### Task prompt
With the pictures omitted, transcribe each line below exactly as it is.

### Records shown

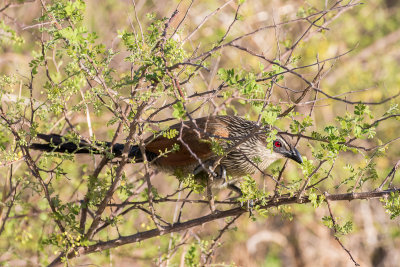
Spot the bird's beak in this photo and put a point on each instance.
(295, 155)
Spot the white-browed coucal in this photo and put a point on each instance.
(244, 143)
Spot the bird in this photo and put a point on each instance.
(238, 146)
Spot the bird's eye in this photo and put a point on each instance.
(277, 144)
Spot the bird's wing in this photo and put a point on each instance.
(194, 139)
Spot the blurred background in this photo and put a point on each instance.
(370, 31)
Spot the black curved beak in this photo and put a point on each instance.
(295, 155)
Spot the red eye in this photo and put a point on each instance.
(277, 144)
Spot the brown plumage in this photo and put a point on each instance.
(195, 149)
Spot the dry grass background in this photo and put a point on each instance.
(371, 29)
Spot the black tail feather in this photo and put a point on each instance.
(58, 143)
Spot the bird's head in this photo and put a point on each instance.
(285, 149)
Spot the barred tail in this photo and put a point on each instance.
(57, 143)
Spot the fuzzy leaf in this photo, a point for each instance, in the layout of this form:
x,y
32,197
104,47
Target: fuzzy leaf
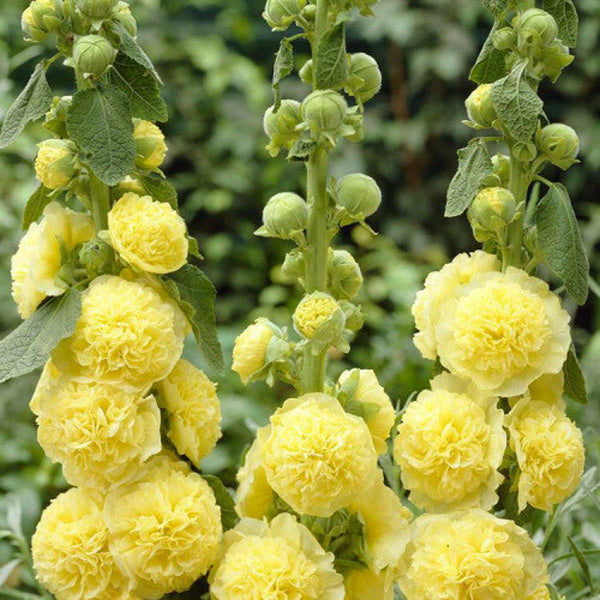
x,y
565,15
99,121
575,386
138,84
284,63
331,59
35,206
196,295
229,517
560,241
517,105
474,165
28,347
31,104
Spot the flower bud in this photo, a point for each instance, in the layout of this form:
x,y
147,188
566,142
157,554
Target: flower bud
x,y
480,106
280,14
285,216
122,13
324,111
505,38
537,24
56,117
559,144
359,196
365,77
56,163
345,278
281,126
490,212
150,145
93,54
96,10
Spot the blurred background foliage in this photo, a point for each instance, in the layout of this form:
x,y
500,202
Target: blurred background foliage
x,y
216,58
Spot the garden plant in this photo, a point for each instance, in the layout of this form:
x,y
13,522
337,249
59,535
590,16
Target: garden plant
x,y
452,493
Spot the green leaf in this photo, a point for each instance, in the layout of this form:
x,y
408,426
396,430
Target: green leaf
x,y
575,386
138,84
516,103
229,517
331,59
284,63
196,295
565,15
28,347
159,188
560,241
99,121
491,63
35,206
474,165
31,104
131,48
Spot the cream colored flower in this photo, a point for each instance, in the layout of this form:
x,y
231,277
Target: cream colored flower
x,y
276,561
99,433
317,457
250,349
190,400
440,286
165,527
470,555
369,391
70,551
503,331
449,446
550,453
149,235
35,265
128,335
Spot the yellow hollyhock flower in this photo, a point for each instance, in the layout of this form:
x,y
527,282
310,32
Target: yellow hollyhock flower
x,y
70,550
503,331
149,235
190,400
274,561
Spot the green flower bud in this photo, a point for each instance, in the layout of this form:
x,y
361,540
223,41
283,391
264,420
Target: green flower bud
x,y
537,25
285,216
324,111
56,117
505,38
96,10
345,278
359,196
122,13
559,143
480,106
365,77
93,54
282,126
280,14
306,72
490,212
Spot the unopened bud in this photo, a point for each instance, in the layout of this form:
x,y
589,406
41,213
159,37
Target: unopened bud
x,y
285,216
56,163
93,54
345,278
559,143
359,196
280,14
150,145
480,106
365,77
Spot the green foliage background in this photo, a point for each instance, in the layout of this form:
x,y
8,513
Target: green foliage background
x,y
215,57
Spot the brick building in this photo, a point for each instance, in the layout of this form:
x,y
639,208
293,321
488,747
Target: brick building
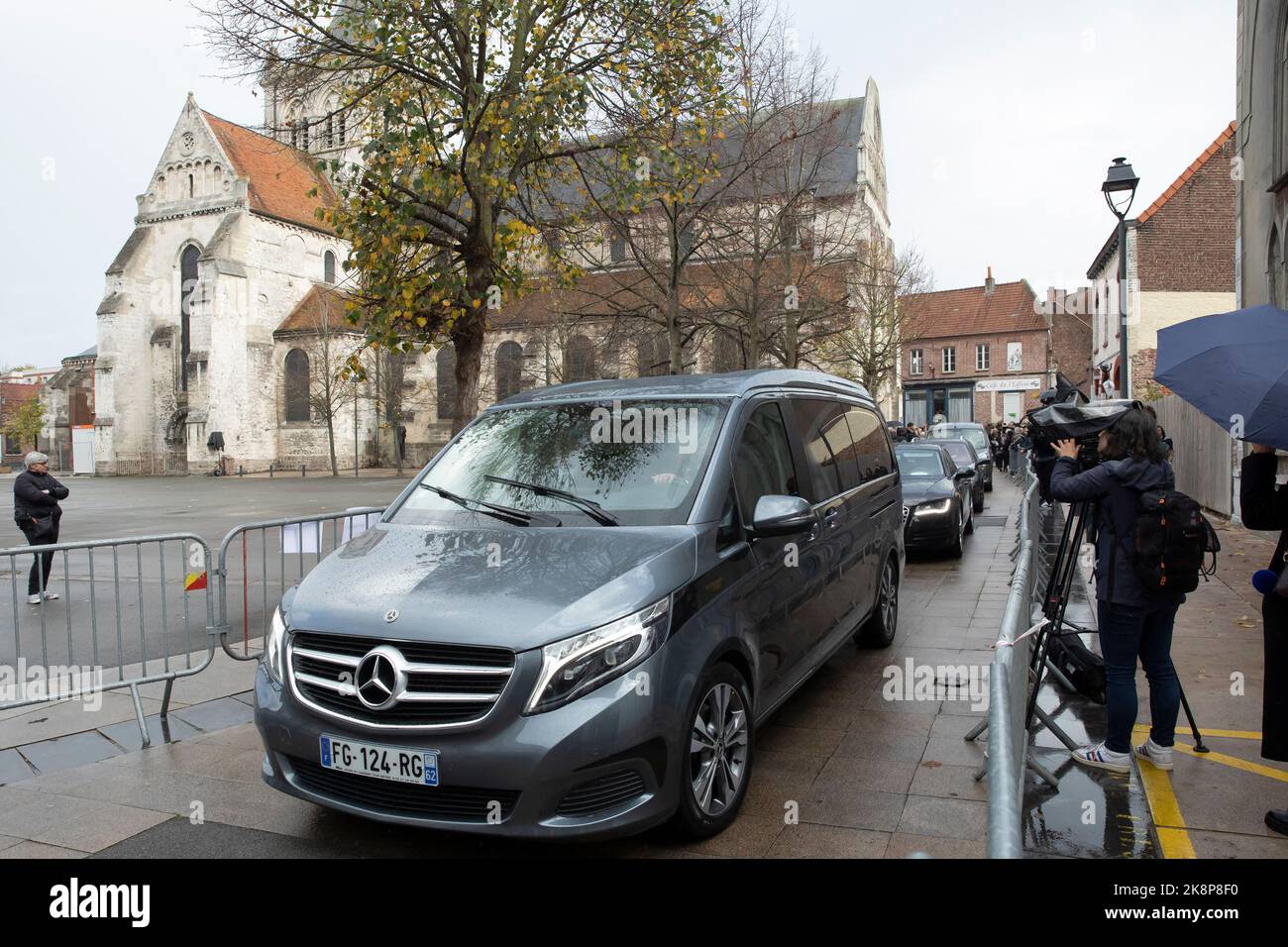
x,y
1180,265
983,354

### Final answer
Spot the bird's beak in this photo and put a point on each instance.
(295, 155)
Spot the white-browed coucal in this photo and put a point on each instance.
(244, 143)
Spot the bird in this photo and put a point on each instance.
(238, 146)
Spot the bird's eye in this photo and put a point on each instance.
(277, 144)
Spot the bird's wing in this photo and put a point on each instance.
(194, 139)
Spot the blurred background in this photo and put a point on each instance.
(370, 31)
Spot the black curved beak in this photo and put a point on each instance.
(295, 155)
Spot the red eye in this photo and put a point on each instance.
(277, 144)
Spot the brown plumage in this photo and put a point on each instance.
(195, 149)
Spot the dry grass background in this photo and put a point on each instance.
(371, 29)
Spot the black tail feather in this photo and put a point on each instance.
(58, 143)
Spot the bird's head in this photo and put a point on each instance.
(285, 149)
Spot the barred tail in this photo and put a point on each instance.
(57, 143)
Spot the fuzzy leaf in this photo, a point for each instance, in the layout of this form:
x,y
32,197
104,47
Target: fuzzy leaf
x,y
565,15
99,121
575,386
138,84
284,63
331,59
35,206
196,295
229,517
560,241
517,105
474,165
28,347
31,104
Spot the flower bud in this photo, a point for each instance, in the layout of this form:
x,y
147,188
566,142
157,554
Target: flower bud
x,y
480,106
280,14
285,216
122,13
324,111
505,38
537,24
56,117
559,144
359,196
365,77
56,163
345,278
281,126
490,212
150,145
93,54
96,10
Spot the blurred background foliage in this photo, a point for each instance, in the layout of this form:
x,y
500,202
Target: blurred background foliage
x,y
216,58
Spot the garden plant in this photo, a point for each instance, in the layout of this form:
x,y
13,522
337,249
59,535
590,16
Target: garden plant
x,y
452,493
Spot the green leaf in this photo, a point for each instance, in the layout of this form:
x,y
408,426
396,430
Target: green leaf
x,y
575,386
138,84
516,103
229,517
331,59
284,63
196,295
565,15
28,347
159,188
560,241
99,121
491,63
35,206
474,165
31,104
131,48
Spot the cream colored flower in this photo, a point for each instance, in the layout of this form:
x,y
231,277
Target: cream colored flower
x,y
276,561
99,433
317,457
250,349
190,400
440,286
165,527
470,555
369,391
70,551
503,331
449,446
550,453
149,235
35,265
128,335
Spot the yellow hollyhock flower in this photo, a point for each instance, in the layout of this form:
x,y
527,282
310,32
Target: yellow hollyhock flower
x,y
70,550
503,331
149,235
190,400
274,561
Spot the green flower bud in this photo, a point for each instance, in the layout of this form:
x,y
361,540
223,41
283,391
264,420
Target: green flower bud
x,y
537,25
285,216
324,111
56,117
505,38
96,10
345,278
359,196
122,13
559,143
480,106
365,77
93,54
282,126
280,14
306,72
490,212
Spot the unopened bud in this photo, a point for each instance, in the layout of this form:
x,y
589,406
41,213
159,37
Target: unopened bud
x,y
285,216
56,163
93,54
345,278
559,143
359,196
280,14
150,145
480,106
365,77
Spot the green foliage background in this photo, a point for each instance, in the layout of this form:
x,y
8,513
Target: green foliage background
x,y
215,57
Spot the brick building in this photo, a point for each instance, in the layout of this form:
x,y
639,208
293,321
488,747
Target: brick building
x,y
1180,265
983,354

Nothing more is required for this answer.